Could you update the data below by replacing "mountain" with "hill" and leaving everything else unchanged?

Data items
◆ ◆ ◆
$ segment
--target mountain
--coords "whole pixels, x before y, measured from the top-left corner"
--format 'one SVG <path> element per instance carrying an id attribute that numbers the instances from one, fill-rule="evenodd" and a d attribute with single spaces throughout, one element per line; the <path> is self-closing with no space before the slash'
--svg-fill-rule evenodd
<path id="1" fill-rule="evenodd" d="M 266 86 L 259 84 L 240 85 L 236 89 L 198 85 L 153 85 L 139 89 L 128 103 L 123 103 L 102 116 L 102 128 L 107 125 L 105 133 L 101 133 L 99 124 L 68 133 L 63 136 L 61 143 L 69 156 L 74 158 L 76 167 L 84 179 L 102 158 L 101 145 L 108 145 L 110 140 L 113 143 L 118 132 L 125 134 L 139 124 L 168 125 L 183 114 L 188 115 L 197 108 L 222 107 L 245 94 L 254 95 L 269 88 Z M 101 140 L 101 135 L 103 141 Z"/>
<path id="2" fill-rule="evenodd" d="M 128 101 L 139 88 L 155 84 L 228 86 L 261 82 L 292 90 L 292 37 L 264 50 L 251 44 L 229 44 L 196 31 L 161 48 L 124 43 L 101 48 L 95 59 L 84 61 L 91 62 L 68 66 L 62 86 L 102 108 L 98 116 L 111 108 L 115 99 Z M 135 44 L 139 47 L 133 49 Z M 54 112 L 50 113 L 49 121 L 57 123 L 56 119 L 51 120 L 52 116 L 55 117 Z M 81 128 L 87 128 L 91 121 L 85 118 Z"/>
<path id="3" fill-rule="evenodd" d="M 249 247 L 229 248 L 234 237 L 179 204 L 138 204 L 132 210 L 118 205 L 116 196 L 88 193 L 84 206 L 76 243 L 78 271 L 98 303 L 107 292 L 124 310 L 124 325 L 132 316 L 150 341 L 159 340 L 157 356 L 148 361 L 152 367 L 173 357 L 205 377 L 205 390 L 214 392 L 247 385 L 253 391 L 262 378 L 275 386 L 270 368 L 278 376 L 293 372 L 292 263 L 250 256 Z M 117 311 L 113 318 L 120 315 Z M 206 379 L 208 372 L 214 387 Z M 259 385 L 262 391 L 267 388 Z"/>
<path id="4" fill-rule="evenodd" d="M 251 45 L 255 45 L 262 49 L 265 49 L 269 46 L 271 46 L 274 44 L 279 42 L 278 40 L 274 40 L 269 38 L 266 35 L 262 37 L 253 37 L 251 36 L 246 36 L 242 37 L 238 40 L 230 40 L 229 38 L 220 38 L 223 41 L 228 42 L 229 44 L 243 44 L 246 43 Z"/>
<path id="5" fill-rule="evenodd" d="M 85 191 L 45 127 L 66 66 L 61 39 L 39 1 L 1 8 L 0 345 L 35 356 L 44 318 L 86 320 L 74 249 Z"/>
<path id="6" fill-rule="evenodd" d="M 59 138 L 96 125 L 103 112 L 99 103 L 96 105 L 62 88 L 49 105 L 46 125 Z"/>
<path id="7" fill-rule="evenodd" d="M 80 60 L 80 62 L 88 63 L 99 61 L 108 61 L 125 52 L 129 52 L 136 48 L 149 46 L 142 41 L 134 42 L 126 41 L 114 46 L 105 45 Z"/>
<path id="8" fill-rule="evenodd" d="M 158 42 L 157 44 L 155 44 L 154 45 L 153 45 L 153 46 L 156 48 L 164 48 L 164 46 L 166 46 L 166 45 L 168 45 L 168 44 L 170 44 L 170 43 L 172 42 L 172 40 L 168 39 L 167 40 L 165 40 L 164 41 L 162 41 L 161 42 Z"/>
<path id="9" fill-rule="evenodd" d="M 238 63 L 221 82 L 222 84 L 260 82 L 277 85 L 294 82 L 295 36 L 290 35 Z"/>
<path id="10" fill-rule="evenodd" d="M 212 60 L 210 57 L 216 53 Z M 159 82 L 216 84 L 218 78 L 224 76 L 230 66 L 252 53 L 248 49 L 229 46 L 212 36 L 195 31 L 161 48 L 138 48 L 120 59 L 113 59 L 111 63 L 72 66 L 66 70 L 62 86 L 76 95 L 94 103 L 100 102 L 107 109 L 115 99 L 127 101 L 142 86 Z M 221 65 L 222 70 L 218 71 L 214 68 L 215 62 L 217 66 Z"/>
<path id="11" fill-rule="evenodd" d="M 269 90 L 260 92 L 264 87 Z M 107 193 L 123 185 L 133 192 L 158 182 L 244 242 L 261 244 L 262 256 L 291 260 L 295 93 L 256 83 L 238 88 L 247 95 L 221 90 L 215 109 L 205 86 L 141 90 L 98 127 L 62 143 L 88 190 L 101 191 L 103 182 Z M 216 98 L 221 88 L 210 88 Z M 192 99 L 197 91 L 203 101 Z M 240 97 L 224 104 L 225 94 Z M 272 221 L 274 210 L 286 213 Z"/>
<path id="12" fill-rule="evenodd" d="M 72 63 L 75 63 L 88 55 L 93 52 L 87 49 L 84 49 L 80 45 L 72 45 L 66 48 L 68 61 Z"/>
◆ ◆ ◆
**Exercise response**:
$ segment
--target hill
--coords "whole pixels, x before y, measured from the top-left corner"
--format 'one SVG <path> element per instance carrying an id attribute that numbers the instances from one, fill-rule="evenodd" and a d attribute with single spaces throughout, one element per line; the <path> is self-closing with no space before the slash'
--svg-fill-rule evenodd
<path id="1" fill-rule="evenodd" d="M 266 86 L 259 84 L 240 85 L 236 89 L 198 85 L 153 85 L 139 89 L 128 103 L 123 103 L 102 116 L 102 128 L 107 125 L 105 133 L 101 133 L 99 124 L 68 133 L 63 136 L 61 143 L 69 156 L 74 158 L 76 167 L 84 179 L 102 158 L 101 145 L 108 145 L 110 140 L 113 143 L 118 132 L 125 134 L 139 124 L 168 125 L 183 114 L 188 115 L 197 108 L 222 107 L 245 94 L 254 95 L 269 88 Z M 101 140 L 101 135 L 103 141 Z"/>
<path id="2" fill-rule="evenodd" d="M 128 101 L 139 88 L 155 84 L 228 86 L 261 82 L 292 90 L 292 37 L 264 50 L 251 44 L 229 44 L 196 31 L 161 48 L 124 43 L 101 48 L 95 59 L 84 61 L 91 62 L 68 66 L 62 86 L 102 108 L 98 116 L 111 108 L 115 99 Z M 135 44 L 139 47 L 133 49 Z M 54 112 L 50 113 L 49 121 L 57 123 L 56 119 L 51 120 L 52 116 L 55 117 Z M 81 128 L 87 128 L 91 121 L 85 118 Z"/>
<path id="3" fill-rule="evenodd" d="M 249 247 L 229 248 L 234 237 L 179 204 L 138 204 L 132 210 L 118 205 L 116 196 L 88 193 L 84 206 L 76 243 L 78 271 L 98 303 L 107 292 L 124 310 L 124 325 L 132 316 L 150 341 L 159 340 L 157 356 L 148 361 L 152 367 L 173 357 L 205 377 L 205 390 L 214 392 L 247 385 L 253 391 L 262 378 L 275 386 L 270 368 L 278 376 L 293 372 L 292 263 L 250 256 Z M 117 311 L 113 318 L 120 315 Z M 206 379 L 208 372 L 214 387 Z M 259 385 L 262 391 L 267 388 Z"/>
<path id="4" fill-rule="evenodd" d="M 251 45 L 255 45 L 262 49 L 265 49 L 269 46 L 271 46 L 274 44 L 279 42 L 278 40 L 274 40 L 269 38 L 266 35 L 262 37 L 253 37 L 251 36 L 246 36 L 242 37 L 238 40 L 230 40 L 229 38 L 220 38 L 223 41 L 228 42 L 229 44 L 243 44 L 246 43 Z"/>
<path id="5" fill-rule="evenodd" d="M 85 191 L 45 127 L 66 66 L 61 39 L 39 1 L 1 8 L 0 345 L 35 356 L 44 318 L 86 320 L 74 249 Z"/>
<path id="6" fill-rule="evenodd" d="M 59 138 L 96 125 L 103 112 L 99 103 L 96 105 L 62 88 L 49 105 L 46 125 Z"/>
<path id="7" fill-rule="evenodd" d="M 80 60 L 80 62 L 88 63 L 99 61 L 108 61 L 125 52 L 129 52 L 136 48 L 149 46 L 142 41 L 134 42 L 126 41 L 114 46 L 105 45 Z"/>
<path id="8" fill-rule="evenodd" d="M 158 42 L 157 44 L 155 44 L 154 45 L 153 45 L 153 46 L 156 48 L 164 48 L 164 46 L 166 46 L 166 45 L 168 45 L 168 44 L 170 44 L 170 43 L 172 42 L 172 40 L 168 39 L 167 40 L 165 40 L 164 41 L 162 41 L 161 42 Z"/>
<path id="9" fill-rule="evenodd" d="M 238 63 L 221 82 L 222 84 L 260 82 L 277 85 L 294 82 L 295 36 L 290 35 Z"/>
<path id="10" fill-rule="evenodd" d="M 212 60 L 210 57 L 216 53 Z M 159 82 L 216 84 L 218 78 L 224 76 L 230 66 L 252 53 L 248 49 L 229 46 L 212 36 L 195 31 L 161 48 L 138 48 L 120 59 L 113 59 L 111 63 L 72 66 L 66 70 L 62 86 L 76 95 L 94 103 L 100 102 L 107 109 L 115 99 L 127 101 L 142 86 Z M 221 65 L 222 70 L 218 71 L 214 68 L 215 62 L 217 66 Z"/>
<path id="11" fill-rule="evenodd" d="M 269 90 L 260 92 L 264 87 Z M 107 193 L 123 185 L 133 192 L 158 182 L 244 242 L 261 244 L 262 256 L 291 260 L 295 93 L 256 83 L 238 88 L 247 95 L 221 90 L 215 109 L 205 86 L 141 90 L 98 127 L 62 143 L 88 190 L 101 191 L 103 182 Z M 216 98 L 221 88 L 210 88 Z M 192 99 L 197 91 L 203 101 Z M 240 97 L 224 104 L 225 94 Z M 272 221 L 274 210 L 286 213 Z"/>
<path id="12" fill-rule="evenodd" d="M 72 63 L 75 63 L 88 55 L 93 52 L 87 49 L 84 49 L 80 45 L 72 45 L 66 48 L 68 61 Z"/>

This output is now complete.